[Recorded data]

* * * * * * * * *

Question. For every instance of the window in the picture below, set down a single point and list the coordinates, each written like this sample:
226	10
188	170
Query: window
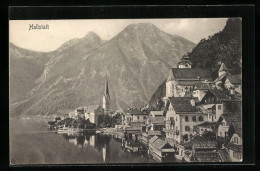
187	128
200	118
236	155
235	140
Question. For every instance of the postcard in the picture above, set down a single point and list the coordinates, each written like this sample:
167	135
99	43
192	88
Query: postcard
113	91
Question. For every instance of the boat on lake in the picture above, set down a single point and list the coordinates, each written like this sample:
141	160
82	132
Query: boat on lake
69	130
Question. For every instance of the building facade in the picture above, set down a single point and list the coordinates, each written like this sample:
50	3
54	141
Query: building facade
106	98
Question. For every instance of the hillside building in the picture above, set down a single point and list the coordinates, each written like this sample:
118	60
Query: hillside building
234	142
223	124
233	83
181	80
92	113
181	116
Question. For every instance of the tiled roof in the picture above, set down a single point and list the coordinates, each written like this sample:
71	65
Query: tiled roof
207	124
160	113
232	117
159	119
189	82
204	144
234	147
207	157
223	68
183	105
92	108
202	86
220	78
159	143
238	127
223	153
235	79
153	139
137	111
191	74
229	118
154	133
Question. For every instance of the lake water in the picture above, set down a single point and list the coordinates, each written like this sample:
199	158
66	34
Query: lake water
32	143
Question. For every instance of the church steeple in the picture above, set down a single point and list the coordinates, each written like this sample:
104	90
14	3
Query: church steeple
184	62
106	97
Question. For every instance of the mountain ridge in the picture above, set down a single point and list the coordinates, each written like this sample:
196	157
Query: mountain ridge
135	64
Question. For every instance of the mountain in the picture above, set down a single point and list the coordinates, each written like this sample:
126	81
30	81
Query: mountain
224	46
22	62
136	61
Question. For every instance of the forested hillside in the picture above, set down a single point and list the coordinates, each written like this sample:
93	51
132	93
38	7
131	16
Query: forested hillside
224	46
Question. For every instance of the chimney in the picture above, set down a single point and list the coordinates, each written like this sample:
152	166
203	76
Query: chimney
232	91
192	102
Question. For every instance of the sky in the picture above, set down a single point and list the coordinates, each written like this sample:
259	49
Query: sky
61	31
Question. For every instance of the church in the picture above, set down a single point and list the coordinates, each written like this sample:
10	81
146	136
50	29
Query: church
181	80
106	98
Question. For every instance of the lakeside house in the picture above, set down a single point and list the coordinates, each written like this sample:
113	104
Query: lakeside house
92	113
223	124
205	151
160	149
231	82
204	127
181	80
234	142
182	114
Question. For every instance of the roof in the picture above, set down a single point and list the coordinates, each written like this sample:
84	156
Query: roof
234	147
153	139
238	127
190	74
220	94
232	117
137	111
159	119
207	157
207	124
223	153
229	118
222	68
154	133
183	105
159	143
202	86
189	82
92	108
204	144
160	113
220	77
235	79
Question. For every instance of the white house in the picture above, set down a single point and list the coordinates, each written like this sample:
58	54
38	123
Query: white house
92	113
182	114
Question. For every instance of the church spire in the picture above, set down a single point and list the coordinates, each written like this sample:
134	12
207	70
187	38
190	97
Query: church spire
106	88
106	97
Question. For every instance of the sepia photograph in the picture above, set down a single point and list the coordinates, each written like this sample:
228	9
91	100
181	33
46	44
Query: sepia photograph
125	91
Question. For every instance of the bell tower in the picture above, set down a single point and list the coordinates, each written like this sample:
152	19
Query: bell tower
106	98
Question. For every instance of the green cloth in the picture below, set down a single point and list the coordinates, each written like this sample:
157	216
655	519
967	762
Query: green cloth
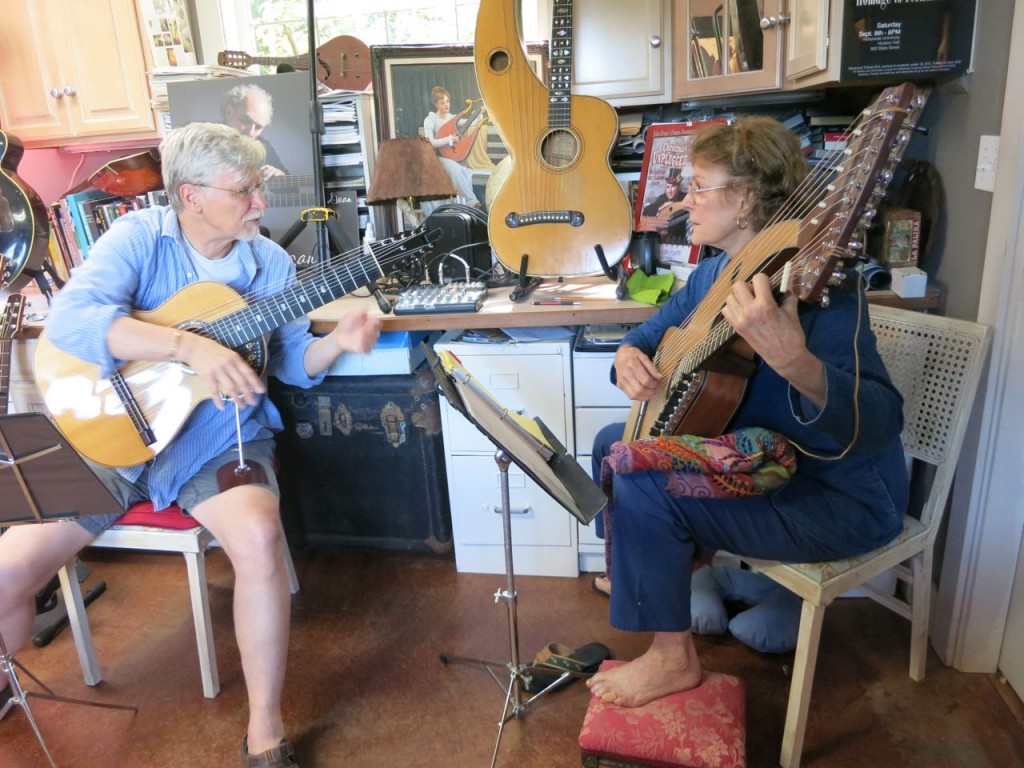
649	289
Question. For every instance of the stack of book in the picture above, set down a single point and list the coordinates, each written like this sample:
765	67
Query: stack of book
78	219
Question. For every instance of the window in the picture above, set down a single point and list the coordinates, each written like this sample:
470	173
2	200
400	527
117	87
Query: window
279	28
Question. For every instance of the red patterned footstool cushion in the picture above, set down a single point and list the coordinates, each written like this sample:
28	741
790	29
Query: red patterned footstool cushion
704	727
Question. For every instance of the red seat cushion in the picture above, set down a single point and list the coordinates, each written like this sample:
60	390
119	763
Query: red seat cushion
704	727
142	513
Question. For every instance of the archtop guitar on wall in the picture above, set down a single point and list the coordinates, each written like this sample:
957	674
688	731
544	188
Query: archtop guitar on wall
560	206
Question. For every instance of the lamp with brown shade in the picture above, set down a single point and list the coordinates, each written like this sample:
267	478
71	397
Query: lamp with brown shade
407	170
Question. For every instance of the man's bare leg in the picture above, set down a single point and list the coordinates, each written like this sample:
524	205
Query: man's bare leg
669	666
246	522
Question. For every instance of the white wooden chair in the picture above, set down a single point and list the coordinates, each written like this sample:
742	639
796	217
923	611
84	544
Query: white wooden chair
192	542
936	363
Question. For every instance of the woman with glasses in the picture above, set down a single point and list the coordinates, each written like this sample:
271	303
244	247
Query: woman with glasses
815	375
208	233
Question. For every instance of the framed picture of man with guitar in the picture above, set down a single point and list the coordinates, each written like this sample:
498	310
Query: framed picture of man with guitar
432	91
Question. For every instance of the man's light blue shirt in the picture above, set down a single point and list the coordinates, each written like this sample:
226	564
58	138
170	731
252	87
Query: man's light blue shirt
137	265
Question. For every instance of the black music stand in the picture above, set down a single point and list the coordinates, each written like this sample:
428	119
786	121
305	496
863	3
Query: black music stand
530	445
43	479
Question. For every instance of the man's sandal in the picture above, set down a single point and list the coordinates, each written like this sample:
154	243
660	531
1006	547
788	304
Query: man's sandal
282	756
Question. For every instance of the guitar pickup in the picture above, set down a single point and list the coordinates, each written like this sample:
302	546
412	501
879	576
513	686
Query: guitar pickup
572	218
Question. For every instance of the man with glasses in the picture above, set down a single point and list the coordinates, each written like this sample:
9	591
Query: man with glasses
249	110
210	231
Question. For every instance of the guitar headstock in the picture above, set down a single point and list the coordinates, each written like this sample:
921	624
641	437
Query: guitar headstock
237	58
10	323
863	171
397	253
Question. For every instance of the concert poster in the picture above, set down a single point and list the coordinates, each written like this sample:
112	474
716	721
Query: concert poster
665	177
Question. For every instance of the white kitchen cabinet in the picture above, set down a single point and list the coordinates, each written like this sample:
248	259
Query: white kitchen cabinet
623	51
532	379
73	70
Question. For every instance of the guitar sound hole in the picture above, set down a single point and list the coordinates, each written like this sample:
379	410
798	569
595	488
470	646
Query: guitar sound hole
499	61
559	148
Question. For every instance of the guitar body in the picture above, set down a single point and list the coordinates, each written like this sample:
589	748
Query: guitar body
342	62
560	201
165	392
24	228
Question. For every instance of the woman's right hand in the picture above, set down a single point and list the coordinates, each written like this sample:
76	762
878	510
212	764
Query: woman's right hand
636	374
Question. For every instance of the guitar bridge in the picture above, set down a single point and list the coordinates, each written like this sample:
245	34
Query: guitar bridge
572	218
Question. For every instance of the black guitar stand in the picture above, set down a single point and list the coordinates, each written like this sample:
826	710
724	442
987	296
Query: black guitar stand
615	273
524	284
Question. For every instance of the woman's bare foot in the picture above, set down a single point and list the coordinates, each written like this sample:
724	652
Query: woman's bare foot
670	666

* * * * * * * * *

### EXERCISE INSTRUCTIONS
Each line of the data is to be duplicated exactly; pictures stay out of the copy.

### SOLUTION TO THE EXERCISE
Question. For every instance of the window in the picture below, set down a single point and list the coordinates, each written like this sample:
226	10
188	170
Query: window
187	128
200	118
236	155
235	140
Question. For every instance of the postcard in the picture above, set down a single point and list the coordinates, each written like this sample:
167	135
99	43
192	88
Query: postcard
113	91
Question. For every instance of the boat on lake in the picture above, set down a single point and list the coordinates, each written like this sample:
141	160
82	132
Query: boat on lake
69	130
Question. For every instance of the building facade in the picture above, set down a single point and list the coordinates, each written like this sample:
50	3
54	141
Query: building facade
106	98
Question. For every instance of the hillside building in the picture above, set down a single point and list the coordinates, each written like this sample:
118	60
Query: hillside building
234	142
223	124
233	83
181	80
92	113
181	116
Question. For every instance of the tiled roof in the picture above, set down a single point and list the coordinates, each written like this sample:
71	65
Query: tiled roof
207	124
160	113
232	117
159	119
189	82
204	144
234	147
207	157
223	68
183	105
92	108
202	86
220	78
159	143
238	127
223	153
235	79
153	139
137	111
191	74
229	118
154	133
Question. For every instance of the lake water in the picture above, set down a single point and list the coordinates, each written like this sample:
199	158
66	34
Query: lake water
32	143
Question. For every instance of the church steeple in the picture above, set down a single point and list the coordinates, each written like this sample:
104	90
14	3
Query: church steeple
184	62
106	97
Question. For every instance of the mountain ridge in the picture above, set down a single point and list the coordinates, each written like this sample:
196	157
Query: mountain ridge
135	64
Question. For every instance of the mountain in the picture above, set down a single point and list the coordinates, each written like this sample:
126	81
30	81
Query: mountain
224	46
22	62
136	61
Question. For every instance of the forested hillside in the picture above, set down a single point and list the coordinates, each written like this sample:
93	51
132	93
38	7
131	16
Query: forested hillside
224	46
Question. For every instance of the chimney in the picture above, set down a single point and list the coordinates, each written like this sample:
152	166
203	76
Query: chimney
232	91
192	102
Question. For every instance of the sky in the picture above, set down a single point and list the coordinates, each written like this sample:
259	49
Query: sky
61	31
Question. For every instance of the church in the picture above, set down a single point and list the coordinates, each written like this sample:
10	81
146	136
50	29
Query: church
181	80
106	98
Question. For every instance of the lakeside house in the picture above, set down a single point and list the coordinates, each written like this sample:
113	104
Query: lakeside house
92	113
223	124
205	151
160	149
231	82
204	127
181	80
234	142
182	114
Question. For every instance of the roof in the picture above, set down a single point and list the coordinates, each written like this sample:
84	156
Query: roof
234	147
153	139
238	127
190	74
220	94
232	117
137	111
159	119
207	157
207	124
223	153
229	118
222	68
154	133
183	105
159	143
202	86
189	82
92	108
204	144
160	113
220	77
235	79
Question. For every instance of the white house in the picture above, set down a single point and list the coordinates, each written like this sample:
58	54
38	123
Query: white house
92	113
182	114
Question. For every instance of the church spire in the picture above, set down a single point and list the coordinates, each written like this sample:
134	12
207	70
187	38
190	97
Query: church spire
106	88
106	97
Question. For every instance of the sepia photograph in the picture above, set down a single point and list the coordinates, each written like this sample:
228	9
91	100
181	33
46	44
Query: sepia photograph
125	91
Question. For every instance of the bell tower in the picture above, set down a single point and list the coordinates, each written like this sample:
152	19
Query: bell tower
106	98
Question. For every instance of the green cloth in the picture below, set down a single point and list the coordinates, each written like this sample:
157	216
655	519
967	762
Query: green cloth
649	289
Question. For every instance of the stack of book in the picture above, set down a single point and list the coordinates, each written like this sample:
765	67
Query: stack of book
78	219
Question. For every instance of the window in the picture above, set down a single point and list the coordinates, each written like this sample:
470	173
2	200
400	527
117	87
Query: window
279	28
Question. For every instance of the red patterned footstool cushion in the picture above, set down a single point and list the coordinates, each written like this sample:
28	741
790	29
Query: red patterned footstool cushion
704	727
Question. For every instance of the red seat cushion in the picture above, set down a single point and list the coordinates, each written like this sample:
60	390
119	763
Query: red seat cushion
704	727
142	513
Question. For every instance of the archtop guitar on wall in the picture above, set down a single point and list the coordinates, each written like this sample:
957	674
688	731
544	188
Query: archtop guitar on wall
560	206
Question. For every instance of the lamp with brown shade in the picture above, set down a single point and list the coordinates, each written like this sample:
267	478
71	397
Query: lamp with brown shade
407	170
Question. For every instance of the man's bare leg in the picture above, set down a single point and list the coordinates, each written like this sample:
524	205
Query: man's bare leg
669	666
246	522
Question. For every instance of the white wooden chair in the picture above, set down a single point and list the coordinates, each written like this sample:
742	639
796	217
923	611
84	544
Query: white wooden chair
192	542
936	363
Question. For every instance of the woman with glasses in the picture above, set down a single point and list the coordinates, each written like this sample:
271	303
244	247
Query: woman with glasses
815	375
208	233
Question. For every instance of the framed picture of man with guitar in the picture above, set down a single point and list the coordinates, each written like this sample:
498	310
Query: framed picture of man with guitar
432	91
Question. For every instance of the man's light blue shirt in the picture above, set down a single point and list the coordinates, each written like this sample:
226	564
58	138
170	731
252	87
Query: man's light blue shirt
137	265
Question. For every instance of the black music stand in the picture above, set down a single point and list the coordinates, each written like this sample:
428	119
786	121
305	496
863	3
Query: black music stand
530	445
43	479
Question. For every instance of the man's sandal in the picture above, set down a single point and list the coordinates, each written like this sample:
154	243
660	531
1006	547
788	304
Query: man's sandal
282	756
Question. For every instance of the guitar pickup in the picture above, set down a single point and list the coordinates, each written like this sample:
302	546
412	501
879	576
513	686
Query: guitar pickup
572	218
Question. For every instance of the man with glasses in the picture above, set down a single point and list the coordinates, each written like this sample:
9	591
Query: man with glasses
249	110
210	231
Question. For every instance of the guitar headstock in the picture above, set down a single point and list the coordinates, each written like this sample:
921	624
641	437
Query: guitar headstock
237	58
10	323
863	171
397	253
Question. For every instance of the concert poster in the picture above, set down a single point and list the coordinates, each written like this sample:
112	474
716	721
Query: concert poster
665	177
Question. For every instance of the white kitchen cabinet in the picture above, set down a single point and list the coordinates, each written like this sample:
248	259
Query: white kitchen cabinet
623	51
532	379
73	70
Question. For every instance of the guitar sound hole in the picture above, set down a single point and list the coordinates, each written like this sample:
379	410
798	569
595	488
470	646
Query: guitar sound hole
499	61
559	148
Question. For every instance of the guitar body in the picture above, set down a single point and list the coordinates, each written like this sample:
589	748
Query: guitar body
342	62
560	201
165	392
24	228
Question. For every instance of the woman's right hand in the picture above, set down a single point and list the coordinates, each written like this sample:
76	762
878	510
212	764
Query: woman's right hand
636	374
Question. For every instance of the guitar bridge in the picture above, set down a single point and list the coordinates, each written like this sample:
245	34
Query: guitar bridge
572	218
Question. For every instance of the black guitar stand in the picture above, set down a single point and list the coordinates, each written like this sample:
826	710
724	442
987	296
Query: black guitar stand
615	273
524	284
Question. For every instance of the woman's bare foot in the picture above, set down a single point and list the coordinates, each written like this sample:
724	652
Query: woman's bare foot
670	666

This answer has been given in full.